▶ [Work order]: Your output should be the line with "Practice. Point out each instance of the round" plus all following lines to the end of the records, exactly as written and nothing more.

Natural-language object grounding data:
-*-
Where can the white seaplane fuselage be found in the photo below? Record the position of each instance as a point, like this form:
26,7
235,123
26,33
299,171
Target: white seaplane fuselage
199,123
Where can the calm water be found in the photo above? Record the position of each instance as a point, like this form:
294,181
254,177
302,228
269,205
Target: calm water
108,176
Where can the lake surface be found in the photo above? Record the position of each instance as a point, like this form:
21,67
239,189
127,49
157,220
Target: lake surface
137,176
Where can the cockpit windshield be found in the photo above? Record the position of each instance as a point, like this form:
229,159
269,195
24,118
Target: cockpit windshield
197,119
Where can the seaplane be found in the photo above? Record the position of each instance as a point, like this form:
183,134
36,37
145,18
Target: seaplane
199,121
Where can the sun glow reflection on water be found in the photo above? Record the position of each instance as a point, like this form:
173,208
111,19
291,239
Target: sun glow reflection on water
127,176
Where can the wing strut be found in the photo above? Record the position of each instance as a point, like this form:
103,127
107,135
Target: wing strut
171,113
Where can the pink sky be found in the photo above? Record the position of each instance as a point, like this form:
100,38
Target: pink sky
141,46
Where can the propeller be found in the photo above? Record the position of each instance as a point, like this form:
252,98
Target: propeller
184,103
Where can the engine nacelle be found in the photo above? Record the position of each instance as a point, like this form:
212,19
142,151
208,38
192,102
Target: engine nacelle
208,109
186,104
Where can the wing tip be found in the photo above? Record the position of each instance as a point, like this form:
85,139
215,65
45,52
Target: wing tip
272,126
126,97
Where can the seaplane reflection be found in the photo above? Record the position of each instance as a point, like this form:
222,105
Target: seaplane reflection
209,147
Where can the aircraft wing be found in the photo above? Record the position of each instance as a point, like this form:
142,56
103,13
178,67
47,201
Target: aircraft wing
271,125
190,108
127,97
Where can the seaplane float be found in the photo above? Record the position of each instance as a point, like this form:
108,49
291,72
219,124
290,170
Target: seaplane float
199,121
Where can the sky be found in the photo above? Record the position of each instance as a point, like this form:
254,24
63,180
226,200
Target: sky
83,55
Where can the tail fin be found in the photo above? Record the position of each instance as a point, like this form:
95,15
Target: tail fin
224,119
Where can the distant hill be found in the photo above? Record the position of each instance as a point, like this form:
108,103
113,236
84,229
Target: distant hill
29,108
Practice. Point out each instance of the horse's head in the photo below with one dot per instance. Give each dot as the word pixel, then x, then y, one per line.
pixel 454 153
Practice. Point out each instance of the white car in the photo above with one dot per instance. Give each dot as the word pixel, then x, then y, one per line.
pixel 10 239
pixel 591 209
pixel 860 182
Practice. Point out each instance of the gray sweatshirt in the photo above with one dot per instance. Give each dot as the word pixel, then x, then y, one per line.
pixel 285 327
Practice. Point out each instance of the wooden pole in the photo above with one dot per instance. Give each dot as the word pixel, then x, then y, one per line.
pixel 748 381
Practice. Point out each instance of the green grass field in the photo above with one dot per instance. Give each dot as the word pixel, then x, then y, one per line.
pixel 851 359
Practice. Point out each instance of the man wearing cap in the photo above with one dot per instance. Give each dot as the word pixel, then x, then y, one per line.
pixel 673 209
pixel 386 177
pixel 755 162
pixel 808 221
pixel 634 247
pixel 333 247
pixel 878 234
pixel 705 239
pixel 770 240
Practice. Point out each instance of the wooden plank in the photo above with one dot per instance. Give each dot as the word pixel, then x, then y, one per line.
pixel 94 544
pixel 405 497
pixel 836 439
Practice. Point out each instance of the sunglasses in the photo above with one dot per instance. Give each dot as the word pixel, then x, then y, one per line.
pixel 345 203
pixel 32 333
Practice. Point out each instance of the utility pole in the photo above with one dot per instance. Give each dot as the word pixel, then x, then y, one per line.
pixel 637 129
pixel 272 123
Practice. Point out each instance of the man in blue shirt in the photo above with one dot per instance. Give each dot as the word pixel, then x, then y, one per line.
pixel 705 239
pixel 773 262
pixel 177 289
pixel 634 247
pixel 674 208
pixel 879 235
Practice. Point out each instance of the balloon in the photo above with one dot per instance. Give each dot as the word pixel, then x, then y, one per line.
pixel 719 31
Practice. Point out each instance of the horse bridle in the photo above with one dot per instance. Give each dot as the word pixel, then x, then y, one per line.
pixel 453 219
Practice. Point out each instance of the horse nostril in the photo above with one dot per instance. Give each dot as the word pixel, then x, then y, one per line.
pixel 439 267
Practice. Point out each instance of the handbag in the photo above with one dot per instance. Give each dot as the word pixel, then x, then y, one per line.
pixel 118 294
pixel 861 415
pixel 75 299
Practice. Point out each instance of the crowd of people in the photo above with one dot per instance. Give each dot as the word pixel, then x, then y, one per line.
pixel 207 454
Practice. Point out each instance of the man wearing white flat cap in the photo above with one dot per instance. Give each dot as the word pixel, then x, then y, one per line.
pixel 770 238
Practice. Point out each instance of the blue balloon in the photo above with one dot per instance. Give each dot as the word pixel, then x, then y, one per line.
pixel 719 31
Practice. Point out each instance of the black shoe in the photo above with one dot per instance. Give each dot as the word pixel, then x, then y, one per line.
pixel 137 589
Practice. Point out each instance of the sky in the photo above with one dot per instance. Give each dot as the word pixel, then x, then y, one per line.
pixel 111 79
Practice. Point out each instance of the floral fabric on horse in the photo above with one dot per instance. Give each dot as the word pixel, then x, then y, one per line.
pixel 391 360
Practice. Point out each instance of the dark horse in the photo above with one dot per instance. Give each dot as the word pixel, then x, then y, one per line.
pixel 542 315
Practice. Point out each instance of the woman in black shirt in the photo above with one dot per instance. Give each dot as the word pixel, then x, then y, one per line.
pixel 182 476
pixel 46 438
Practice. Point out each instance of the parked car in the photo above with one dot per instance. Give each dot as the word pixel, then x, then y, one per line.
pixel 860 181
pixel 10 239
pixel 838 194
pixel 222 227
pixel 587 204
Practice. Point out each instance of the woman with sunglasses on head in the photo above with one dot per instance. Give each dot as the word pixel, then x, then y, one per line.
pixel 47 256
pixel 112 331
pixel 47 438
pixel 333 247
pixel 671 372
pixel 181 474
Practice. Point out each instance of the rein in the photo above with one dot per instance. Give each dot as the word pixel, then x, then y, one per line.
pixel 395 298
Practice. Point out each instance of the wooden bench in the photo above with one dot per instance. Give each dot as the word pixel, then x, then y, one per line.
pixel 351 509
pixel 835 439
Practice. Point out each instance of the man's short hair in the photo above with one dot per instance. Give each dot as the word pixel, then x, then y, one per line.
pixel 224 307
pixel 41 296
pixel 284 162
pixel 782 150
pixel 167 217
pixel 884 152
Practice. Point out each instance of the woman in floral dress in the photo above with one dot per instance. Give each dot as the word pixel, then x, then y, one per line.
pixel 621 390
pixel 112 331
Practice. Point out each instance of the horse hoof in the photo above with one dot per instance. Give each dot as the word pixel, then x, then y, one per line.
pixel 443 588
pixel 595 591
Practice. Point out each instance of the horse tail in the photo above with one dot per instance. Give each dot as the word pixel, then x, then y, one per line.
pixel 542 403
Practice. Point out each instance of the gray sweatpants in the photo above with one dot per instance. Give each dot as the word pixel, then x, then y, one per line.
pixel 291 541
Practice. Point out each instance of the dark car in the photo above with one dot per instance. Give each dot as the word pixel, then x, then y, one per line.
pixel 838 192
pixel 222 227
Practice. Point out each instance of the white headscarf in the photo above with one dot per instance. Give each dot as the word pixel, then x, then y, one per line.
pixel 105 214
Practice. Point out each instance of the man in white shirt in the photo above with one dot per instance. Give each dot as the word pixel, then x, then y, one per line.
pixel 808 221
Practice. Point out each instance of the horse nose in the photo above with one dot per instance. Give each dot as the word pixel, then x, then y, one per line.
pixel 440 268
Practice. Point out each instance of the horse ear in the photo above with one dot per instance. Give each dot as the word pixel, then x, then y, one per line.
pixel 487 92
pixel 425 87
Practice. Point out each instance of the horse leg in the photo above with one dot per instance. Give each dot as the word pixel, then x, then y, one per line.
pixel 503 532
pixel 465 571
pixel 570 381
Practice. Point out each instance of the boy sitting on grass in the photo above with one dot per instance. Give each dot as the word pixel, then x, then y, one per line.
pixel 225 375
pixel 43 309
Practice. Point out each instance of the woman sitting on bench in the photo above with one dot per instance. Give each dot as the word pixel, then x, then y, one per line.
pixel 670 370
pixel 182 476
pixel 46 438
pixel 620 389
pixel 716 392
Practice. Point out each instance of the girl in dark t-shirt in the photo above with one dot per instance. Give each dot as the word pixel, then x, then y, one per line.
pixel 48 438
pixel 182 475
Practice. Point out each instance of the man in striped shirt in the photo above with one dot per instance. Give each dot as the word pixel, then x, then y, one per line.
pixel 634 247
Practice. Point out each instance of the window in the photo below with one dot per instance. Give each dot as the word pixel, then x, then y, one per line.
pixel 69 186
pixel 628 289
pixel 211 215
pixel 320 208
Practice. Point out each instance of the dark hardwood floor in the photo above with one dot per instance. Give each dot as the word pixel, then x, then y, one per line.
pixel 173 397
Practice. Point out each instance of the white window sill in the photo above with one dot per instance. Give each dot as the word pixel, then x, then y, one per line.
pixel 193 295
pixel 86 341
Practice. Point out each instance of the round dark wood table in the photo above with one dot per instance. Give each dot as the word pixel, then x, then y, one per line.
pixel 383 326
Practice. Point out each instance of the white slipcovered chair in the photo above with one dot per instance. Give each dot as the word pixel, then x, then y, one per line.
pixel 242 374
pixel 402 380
-*-
▶ [Completed exercise]:
Practice. Point out each instance of the round dark wood table in the photo above with one dot per instance. Give each dot as the word pixel, then x, then y, one per line.
pixel 383 326
Practice. Point out each instance of the white slipcovered chair in the photo above with one dot per instance. Give each dot as the word pixel, then x, then y, one per line.
pixel 242 374
pixel 402 380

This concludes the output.